| Travail demandé |
- 1) Indiquez si chacune des affirmations suivantes est conforme au texte sur les émeutes de Kinshasa, en citant les mots du texte qui le justifient. (a) Les autorités reconnaissent une quinzaine de morts. (b) Des commissariats ont été incendiés. (c) Jean-Claude Muyambo est un ancien bâtonnier du barreau de Lubumbashi.
- 2) Relevez toutes les mesures prises par le pouvoir face aux manifestations, selon le texte sur les émeutes de Kinshasa.
- 3) Rédigez la suite du texte sur les émeutes de Kinshasa, à partir de sa dernière phrase.

| Extrait choisi |

Pour la deuxième journée consécutive, la situation est demeurée très tendue à Kinshasa, alors que le Sénat examinait un projet de loi électorale très controversé, liant les prochaines échéances des élections présidentielle et législative à l’achèvement des opérations de recensement de la population.
Les partis d’opposition, qui avaient appelé la population à manifester contre le report probable des élections de 2016 ont rapidement perdu le contrôle de leurs troupes, qui ont été dépassées par des émeutiers et des pillards.
Quant au pouvoir, il a réagi par la manière forte, déployant la police anti-émeute et la garde républicaine qui, après avoir utilisé des gaz lacrymogènes, ont tiré à balles réelles sur les manifestants. Non seulement le bilan des victimes est contesté, mais il y a des dégâts dans les deux camps : les autorités ne reconnaissent que quatre morts, mais d’autres sources, notamment hospitalières, font état d’une quinzaine de morts et de très nombreux blessés.
En outre, alors que les manifestations tournaient à l’émeute, elles ont pris pour cible des symboles du pouvoir, comme de nombreux commissariats qui ont été incendiés. Des acquis du régime, comme les bus Transco, -fierté du Premier Ministre car achetés sur fonds propres- qui assuraient une liaison rapide et bon marché entre le centre ville et les « cités » périphériques ont également été attaqués.
Désireux d’enrayer la vague de violence et de frapper à la tête (supposée), les autorités ont arrêté un leader politique katangais, Me Jean-Claude Muyambo, ancien bâtonnier du barreau de Lubumbashi, qui avait participé à l’appel à manifester. En outre, l’accès au réseau Internet et aux SMS a été suspendu, sans doute afin de freiner une éventuelle coordination entre les émeutiers.

| Données fournies |

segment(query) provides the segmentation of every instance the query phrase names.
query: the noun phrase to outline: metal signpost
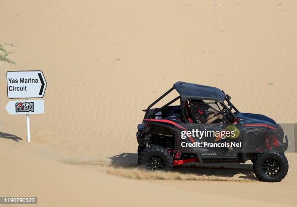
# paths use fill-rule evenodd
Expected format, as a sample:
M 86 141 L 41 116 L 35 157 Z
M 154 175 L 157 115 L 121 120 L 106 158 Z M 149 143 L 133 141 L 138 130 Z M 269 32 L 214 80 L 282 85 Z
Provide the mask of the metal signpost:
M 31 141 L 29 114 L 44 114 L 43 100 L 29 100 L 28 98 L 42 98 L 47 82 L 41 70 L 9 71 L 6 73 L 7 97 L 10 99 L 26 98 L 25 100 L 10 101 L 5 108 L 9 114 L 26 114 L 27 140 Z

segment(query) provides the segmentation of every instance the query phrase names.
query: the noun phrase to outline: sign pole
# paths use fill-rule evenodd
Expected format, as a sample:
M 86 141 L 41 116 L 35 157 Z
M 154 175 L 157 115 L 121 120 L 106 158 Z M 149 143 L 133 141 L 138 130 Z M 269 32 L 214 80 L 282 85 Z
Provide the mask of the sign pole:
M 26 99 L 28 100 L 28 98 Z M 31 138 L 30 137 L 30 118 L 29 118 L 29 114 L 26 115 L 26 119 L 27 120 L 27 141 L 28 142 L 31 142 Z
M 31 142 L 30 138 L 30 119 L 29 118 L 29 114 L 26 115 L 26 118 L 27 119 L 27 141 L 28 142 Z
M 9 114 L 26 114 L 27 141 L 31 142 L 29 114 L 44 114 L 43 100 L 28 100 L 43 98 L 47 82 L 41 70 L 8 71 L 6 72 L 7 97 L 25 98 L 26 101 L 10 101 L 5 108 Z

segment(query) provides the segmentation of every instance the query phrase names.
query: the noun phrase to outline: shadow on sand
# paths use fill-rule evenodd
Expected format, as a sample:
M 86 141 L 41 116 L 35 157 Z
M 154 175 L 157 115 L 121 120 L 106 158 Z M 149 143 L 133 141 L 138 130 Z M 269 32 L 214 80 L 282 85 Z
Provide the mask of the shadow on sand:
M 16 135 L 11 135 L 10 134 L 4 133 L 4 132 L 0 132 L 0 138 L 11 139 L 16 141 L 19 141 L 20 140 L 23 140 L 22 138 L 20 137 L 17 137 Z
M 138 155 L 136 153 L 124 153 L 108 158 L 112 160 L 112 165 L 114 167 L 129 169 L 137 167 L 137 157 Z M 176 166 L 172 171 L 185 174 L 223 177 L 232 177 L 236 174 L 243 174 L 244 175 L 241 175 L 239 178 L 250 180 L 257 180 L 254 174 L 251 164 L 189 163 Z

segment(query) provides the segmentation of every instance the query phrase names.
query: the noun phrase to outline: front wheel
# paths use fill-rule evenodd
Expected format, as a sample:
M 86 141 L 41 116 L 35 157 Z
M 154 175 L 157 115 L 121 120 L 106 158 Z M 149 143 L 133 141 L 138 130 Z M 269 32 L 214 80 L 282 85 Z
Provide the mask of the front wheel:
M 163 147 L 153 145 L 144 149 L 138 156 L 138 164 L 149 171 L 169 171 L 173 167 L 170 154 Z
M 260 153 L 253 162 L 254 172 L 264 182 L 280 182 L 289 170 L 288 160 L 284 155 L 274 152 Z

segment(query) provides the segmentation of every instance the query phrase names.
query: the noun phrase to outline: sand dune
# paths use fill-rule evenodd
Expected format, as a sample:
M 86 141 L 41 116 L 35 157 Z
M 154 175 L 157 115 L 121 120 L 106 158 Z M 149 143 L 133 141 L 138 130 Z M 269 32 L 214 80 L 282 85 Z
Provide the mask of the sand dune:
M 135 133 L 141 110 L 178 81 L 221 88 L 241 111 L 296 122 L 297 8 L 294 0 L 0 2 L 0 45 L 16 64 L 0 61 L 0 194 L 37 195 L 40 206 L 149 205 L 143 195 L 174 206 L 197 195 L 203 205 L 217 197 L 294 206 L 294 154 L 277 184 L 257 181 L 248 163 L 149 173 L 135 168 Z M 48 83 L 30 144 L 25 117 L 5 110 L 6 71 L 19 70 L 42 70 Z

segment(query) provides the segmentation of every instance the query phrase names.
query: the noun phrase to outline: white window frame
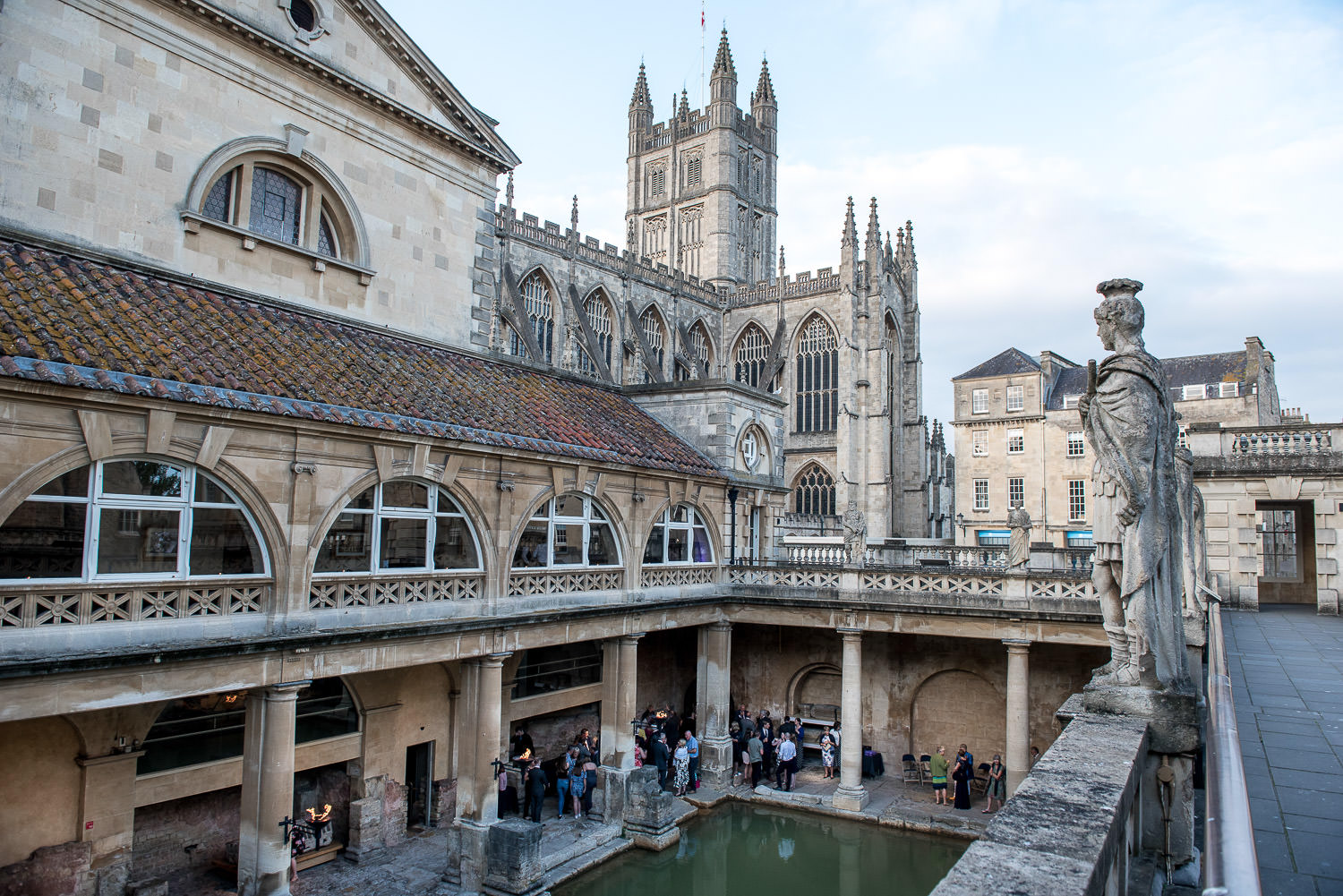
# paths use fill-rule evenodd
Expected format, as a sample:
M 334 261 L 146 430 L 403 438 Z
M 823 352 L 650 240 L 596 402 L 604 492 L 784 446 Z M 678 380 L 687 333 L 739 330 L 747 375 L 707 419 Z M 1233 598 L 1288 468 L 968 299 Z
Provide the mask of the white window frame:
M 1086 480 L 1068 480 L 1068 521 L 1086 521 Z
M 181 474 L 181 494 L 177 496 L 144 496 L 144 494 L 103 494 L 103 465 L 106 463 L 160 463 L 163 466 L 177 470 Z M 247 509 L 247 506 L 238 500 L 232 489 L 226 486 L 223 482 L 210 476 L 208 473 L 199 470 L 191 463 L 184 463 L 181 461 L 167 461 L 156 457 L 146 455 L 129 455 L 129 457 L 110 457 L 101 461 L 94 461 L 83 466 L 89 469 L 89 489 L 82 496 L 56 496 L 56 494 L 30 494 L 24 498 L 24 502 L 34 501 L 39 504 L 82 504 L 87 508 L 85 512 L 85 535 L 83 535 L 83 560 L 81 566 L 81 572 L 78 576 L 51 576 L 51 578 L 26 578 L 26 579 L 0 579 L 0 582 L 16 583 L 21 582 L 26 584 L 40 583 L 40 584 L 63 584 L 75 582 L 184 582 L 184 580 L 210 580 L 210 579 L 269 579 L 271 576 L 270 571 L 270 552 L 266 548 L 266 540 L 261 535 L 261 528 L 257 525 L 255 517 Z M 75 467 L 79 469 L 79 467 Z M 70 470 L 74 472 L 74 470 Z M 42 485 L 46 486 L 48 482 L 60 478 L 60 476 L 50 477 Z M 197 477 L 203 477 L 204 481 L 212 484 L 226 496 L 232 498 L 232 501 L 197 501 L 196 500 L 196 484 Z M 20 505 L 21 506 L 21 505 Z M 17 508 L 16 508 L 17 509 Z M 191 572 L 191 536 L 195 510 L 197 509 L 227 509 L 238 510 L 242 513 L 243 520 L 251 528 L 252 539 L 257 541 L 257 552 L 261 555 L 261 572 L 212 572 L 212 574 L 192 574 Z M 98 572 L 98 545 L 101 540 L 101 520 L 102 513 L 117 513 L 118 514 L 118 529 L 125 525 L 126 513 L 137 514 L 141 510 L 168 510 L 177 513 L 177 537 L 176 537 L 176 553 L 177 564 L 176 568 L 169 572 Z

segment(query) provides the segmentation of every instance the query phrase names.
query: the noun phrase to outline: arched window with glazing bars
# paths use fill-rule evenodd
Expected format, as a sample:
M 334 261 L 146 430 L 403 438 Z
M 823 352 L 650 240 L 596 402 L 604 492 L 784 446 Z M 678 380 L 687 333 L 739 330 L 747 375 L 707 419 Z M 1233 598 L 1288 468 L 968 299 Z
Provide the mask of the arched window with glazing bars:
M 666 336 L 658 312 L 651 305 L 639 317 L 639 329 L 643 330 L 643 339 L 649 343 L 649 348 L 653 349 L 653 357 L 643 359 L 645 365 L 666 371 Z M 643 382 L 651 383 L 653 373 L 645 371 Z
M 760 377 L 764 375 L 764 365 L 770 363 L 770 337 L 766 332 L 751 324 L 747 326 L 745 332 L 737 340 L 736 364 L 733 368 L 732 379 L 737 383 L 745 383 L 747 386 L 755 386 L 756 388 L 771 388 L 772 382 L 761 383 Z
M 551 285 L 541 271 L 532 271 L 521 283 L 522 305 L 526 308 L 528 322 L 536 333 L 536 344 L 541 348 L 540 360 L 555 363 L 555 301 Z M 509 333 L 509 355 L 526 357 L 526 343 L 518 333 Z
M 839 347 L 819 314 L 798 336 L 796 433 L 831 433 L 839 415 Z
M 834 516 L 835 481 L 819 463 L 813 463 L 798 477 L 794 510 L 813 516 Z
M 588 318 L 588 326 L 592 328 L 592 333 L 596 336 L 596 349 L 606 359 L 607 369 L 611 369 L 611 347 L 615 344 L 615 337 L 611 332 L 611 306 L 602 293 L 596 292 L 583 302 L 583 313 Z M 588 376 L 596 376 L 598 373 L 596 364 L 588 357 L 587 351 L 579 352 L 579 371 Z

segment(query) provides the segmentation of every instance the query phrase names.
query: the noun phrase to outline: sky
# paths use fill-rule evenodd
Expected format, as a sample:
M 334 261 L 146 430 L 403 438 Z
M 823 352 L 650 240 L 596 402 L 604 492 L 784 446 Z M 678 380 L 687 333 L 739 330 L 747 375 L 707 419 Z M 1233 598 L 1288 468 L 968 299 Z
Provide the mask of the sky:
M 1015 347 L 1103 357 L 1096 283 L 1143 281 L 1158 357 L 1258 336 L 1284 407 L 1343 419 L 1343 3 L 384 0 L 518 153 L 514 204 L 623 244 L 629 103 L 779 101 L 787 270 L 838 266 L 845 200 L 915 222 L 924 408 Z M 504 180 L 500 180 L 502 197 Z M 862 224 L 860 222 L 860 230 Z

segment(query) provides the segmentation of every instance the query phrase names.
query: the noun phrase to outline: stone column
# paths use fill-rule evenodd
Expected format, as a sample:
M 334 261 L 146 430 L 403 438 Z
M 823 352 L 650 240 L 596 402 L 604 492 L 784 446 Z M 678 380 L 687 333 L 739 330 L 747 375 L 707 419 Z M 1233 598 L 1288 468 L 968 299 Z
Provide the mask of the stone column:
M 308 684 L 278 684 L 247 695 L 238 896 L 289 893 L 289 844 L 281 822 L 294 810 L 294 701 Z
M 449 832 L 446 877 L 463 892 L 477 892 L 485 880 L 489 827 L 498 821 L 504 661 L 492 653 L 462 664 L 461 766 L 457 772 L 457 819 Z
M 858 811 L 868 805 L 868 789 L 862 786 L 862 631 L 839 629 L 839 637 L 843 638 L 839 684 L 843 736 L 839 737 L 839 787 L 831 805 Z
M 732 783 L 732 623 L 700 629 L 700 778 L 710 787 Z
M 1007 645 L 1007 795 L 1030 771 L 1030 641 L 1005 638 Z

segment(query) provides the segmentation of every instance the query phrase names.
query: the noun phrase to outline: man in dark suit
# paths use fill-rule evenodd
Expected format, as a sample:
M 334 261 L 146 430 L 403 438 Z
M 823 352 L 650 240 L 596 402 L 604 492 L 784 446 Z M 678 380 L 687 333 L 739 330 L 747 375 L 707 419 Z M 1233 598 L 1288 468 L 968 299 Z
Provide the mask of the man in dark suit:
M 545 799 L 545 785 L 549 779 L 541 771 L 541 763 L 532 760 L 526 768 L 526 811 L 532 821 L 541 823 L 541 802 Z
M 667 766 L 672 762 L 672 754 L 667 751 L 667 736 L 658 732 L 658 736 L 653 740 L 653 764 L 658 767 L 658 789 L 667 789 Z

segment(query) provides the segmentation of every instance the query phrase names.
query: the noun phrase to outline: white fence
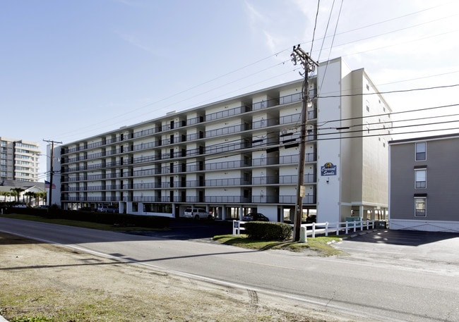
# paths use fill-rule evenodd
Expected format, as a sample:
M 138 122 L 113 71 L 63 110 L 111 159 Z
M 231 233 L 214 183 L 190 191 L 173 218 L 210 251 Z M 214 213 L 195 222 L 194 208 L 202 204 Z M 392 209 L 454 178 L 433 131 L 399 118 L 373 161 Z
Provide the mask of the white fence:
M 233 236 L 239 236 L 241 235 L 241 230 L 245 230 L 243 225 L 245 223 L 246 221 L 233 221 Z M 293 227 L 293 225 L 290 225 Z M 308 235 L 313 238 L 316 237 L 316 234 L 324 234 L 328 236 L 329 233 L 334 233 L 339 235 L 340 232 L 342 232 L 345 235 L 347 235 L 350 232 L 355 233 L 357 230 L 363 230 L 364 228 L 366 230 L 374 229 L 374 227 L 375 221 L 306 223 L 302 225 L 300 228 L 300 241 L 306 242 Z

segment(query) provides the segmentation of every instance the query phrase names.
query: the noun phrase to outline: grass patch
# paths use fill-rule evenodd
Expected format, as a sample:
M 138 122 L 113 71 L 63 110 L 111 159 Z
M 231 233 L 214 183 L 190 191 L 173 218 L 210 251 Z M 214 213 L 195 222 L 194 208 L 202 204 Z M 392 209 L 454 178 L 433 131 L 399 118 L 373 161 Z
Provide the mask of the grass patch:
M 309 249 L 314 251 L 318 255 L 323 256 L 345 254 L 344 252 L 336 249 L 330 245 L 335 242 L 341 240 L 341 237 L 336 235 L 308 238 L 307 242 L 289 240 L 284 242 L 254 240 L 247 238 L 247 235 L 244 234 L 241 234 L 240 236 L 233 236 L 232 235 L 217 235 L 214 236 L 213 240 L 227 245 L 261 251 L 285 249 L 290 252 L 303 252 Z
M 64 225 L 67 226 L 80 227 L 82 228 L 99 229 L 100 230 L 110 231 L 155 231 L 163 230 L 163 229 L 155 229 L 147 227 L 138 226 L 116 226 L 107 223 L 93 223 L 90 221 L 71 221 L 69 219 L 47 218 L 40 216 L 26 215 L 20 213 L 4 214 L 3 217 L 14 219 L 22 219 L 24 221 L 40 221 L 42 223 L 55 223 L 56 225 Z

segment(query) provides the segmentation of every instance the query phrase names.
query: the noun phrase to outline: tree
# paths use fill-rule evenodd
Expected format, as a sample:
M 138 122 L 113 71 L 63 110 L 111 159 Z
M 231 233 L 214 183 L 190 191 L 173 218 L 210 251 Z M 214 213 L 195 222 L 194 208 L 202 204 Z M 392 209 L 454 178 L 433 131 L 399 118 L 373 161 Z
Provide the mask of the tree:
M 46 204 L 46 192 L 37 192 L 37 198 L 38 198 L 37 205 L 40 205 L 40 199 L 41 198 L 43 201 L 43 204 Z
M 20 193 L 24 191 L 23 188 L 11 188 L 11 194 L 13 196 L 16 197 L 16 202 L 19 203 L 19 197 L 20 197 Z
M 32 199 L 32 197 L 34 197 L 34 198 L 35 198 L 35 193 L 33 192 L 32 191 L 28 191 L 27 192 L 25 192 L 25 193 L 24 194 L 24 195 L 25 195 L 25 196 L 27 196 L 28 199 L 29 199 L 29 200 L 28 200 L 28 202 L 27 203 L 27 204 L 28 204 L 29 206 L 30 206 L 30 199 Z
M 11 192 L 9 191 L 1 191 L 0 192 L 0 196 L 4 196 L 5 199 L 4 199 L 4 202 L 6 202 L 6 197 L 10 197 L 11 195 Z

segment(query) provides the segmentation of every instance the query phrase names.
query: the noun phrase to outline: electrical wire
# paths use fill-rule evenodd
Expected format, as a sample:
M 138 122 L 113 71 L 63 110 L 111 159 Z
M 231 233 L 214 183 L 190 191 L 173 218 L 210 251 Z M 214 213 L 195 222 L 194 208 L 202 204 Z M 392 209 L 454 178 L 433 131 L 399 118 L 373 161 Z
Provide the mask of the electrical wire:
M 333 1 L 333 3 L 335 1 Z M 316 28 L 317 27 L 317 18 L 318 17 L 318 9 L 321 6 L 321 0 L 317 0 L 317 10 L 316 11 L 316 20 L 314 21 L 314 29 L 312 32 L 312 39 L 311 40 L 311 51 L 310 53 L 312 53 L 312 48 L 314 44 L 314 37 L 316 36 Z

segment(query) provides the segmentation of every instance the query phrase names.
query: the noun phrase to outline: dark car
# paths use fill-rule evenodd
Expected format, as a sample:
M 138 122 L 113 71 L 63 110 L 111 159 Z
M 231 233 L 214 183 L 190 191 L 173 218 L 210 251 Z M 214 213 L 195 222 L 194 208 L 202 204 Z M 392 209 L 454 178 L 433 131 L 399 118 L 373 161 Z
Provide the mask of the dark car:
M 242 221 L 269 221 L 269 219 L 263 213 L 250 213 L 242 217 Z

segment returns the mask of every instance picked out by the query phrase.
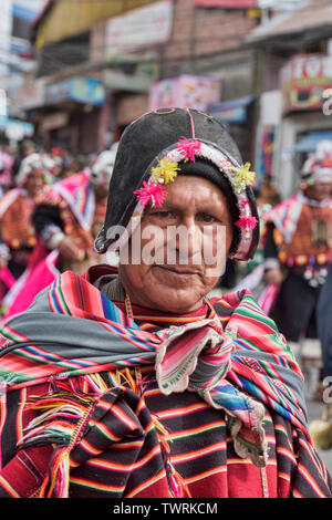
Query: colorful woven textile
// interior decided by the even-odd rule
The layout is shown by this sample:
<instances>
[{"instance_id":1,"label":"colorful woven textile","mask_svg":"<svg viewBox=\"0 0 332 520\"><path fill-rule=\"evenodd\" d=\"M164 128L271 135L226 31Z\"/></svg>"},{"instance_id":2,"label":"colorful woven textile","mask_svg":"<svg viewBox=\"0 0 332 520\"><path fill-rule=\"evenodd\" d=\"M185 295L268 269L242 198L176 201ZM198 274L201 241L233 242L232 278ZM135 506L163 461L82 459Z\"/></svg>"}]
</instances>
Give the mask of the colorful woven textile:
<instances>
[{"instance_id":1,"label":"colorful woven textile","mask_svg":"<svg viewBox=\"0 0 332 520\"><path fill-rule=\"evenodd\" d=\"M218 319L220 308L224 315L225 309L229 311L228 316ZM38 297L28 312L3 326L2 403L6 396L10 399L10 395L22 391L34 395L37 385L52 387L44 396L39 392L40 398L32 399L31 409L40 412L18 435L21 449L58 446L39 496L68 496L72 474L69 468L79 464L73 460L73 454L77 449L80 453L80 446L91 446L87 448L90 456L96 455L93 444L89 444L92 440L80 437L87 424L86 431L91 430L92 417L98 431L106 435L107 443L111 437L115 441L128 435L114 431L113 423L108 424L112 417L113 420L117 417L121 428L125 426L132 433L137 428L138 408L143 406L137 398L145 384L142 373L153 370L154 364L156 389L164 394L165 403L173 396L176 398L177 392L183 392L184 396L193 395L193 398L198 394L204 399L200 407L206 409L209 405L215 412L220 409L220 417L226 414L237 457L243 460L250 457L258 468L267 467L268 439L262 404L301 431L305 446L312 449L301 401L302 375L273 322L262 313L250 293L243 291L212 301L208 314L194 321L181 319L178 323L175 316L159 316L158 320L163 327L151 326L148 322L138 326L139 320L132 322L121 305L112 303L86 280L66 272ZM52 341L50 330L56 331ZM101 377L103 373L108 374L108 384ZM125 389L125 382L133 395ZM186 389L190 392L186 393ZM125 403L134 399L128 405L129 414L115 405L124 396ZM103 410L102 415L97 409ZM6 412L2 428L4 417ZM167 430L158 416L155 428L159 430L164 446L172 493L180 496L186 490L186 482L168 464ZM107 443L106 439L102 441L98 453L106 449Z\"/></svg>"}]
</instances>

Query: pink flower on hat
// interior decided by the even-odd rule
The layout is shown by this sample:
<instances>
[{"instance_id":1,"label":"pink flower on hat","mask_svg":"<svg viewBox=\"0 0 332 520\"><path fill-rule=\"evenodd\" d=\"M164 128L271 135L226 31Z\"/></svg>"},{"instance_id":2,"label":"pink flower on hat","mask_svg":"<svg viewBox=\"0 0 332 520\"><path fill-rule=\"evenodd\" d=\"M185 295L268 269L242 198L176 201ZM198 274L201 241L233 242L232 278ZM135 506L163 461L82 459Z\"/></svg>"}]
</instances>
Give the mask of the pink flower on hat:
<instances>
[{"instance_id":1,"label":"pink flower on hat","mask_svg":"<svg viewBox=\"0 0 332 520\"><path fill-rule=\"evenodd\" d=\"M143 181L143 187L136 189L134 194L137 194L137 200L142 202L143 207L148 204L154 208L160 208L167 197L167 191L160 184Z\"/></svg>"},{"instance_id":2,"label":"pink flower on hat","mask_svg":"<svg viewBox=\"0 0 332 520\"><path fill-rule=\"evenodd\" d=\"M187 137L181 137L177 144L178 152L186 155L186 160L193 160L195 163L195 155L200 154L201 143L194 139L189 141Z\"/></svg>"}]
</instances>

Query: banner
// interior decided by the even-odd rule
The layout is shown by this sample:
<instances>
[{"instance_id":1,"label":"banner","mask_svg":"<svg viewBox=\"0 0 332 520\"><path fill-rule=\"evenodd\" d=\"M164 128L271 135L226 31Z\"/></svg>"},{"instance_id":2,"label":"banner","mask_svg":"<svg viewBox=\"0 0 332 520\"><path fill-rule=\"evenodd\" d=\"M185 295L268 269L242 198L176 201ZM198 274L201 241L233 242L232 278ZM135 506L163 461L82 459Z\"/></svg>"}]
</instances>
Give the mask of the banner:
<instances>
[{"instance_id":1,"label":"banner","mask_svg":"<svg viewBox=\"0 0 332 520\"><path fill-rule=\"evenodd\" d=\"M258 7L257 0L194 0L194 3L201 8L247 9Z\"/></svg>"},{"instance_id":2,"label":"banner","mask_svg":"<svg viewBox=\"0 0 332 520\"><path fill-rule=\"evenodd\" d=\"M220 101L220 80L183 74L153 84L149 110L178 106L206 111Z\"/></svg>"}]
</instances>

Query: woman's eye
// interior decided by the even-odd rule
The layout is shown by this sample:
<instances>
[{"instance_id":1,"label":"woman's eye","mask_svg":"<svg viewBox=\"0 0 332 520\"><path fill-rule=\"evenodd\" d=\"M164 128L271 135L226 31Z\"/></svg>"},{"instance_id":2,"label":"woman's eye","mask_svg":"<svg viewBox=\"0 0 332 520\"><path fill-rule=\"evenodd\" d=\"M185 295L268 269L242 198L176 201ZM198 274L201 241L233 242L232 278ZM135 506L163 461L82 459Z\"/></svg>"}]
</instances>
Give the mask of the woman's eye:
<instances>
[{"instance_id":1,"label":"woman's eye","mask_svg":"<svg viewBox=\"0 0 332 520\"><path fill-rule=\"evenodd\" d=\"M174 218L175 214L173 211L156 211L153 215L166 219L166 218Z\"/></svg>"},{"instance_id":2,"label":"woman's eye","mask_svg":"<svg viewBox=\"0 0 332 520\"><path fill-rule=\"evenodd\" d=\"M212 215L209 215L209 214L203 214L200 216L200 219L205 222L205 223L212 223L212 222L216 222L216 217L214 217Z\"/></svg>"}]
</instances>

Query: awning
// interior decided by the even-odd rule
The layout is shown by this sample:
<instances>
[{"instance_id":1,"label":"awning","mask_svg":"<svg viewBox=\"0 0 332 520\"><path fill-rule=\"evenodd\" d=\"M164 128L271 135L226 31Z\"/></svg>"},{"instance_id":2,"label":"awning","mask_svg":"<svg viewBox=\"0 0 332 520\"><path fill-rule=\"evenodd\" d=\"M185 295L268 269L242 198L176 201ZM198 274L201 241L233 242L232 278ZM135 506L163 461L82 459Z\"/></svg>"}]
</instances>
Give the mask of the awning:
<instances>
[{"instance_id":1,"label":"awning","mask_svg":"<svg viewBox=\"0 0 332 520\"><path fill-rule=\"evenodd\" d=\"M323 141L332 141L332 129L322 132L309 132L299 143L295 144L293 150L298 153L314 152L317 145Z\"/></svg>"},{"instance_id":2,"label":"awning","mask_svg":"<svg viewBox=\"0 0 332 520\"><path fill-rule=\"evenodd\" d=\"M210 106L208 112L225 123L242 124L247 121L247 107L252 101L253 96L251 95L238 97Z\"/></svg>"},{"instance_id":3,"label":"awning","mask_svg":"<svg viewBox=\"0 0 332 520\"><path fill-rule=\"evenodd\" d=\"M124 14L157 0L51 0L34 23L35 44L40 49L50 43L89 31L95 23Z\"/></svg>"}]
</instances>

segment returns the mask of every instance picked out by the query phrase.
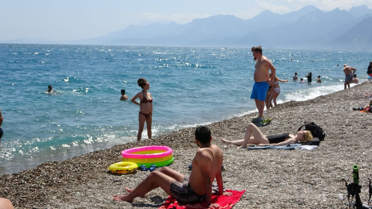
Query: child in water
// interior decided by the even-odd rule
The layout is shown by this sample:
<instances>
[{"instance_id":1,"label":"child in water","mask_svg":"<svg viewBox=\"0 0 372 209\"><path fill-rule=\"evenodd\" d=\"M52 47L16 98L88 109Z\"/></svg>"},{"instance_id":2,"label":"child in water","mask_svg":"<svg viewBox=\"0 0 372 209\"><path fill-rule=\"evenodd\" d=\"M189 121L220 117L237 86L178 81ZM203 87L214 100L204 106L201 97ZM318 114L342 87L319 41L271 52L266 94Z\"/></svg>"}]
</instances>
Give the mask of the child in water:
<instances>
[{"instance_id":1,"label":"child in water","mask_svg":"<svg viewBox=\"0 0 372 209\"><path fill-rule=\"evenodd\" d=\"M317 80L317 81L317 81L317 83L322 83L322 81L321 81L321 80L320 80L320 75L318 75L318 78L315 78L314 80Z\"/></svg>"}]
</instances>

| Réponses par consigne |
- 1)
(a) Non : « les autorités ne reconnaissent que quatre morts ».
(b) Oui : « de nombreux commissariats qui ont été incendiés ».
(c) Oui : « Me Jean-Claude Muyambo, ancien bâtonnier du barreau de Lubumbashi ».

- 2)
- le déploiement de la police anti-émeute et de la garde républicaine
- l'utilisation de gaz lacrymogènes
- des tirs à balles réelles sur les manifestants
- l'arrestation de Me Jean-Claude Muyambo
- la suspension de l'accès au réseau Internet et aux SMS

- 3)
D’après des témoins, joints par téléphone, la situation est d’autant plus difficile à maîtriser dans cette métropole de dix millions d’habitants que les manifestants se composent de petits groupes de jeunes opérant dans les quartiers populaires du Sud et de l’Ouest de la capitale, entre autres dans les immenses cités séparant le centre ville de l’aéroport de Ndjili, des quartiers surpeuplés, appelés « Chine rouge »… Ces jeunes, n’étant pas encadrés par les partis politiques, se sont livrés à des pillages, attaquant, entre autres, des boutiques tenues par des commerçants chinois souvent accusés de se livrer à une concurrence déloyale.
La voie express menant à l’aéroport a été bloquée et le vol Air France du mardi soir a été supprimé. Les abords de l’Unikin sont restés l’un des points chauds, car les étudiants manifestaient en grand nombre et selon certaines sources, non confirmées, ils auraient même eu l’intention de s’emparer du site où se trouve le CRN-K (centre régional d’études nucléaires de Kinshasa) où se trouve un réacteur utilisé à des fins de recherche médicale.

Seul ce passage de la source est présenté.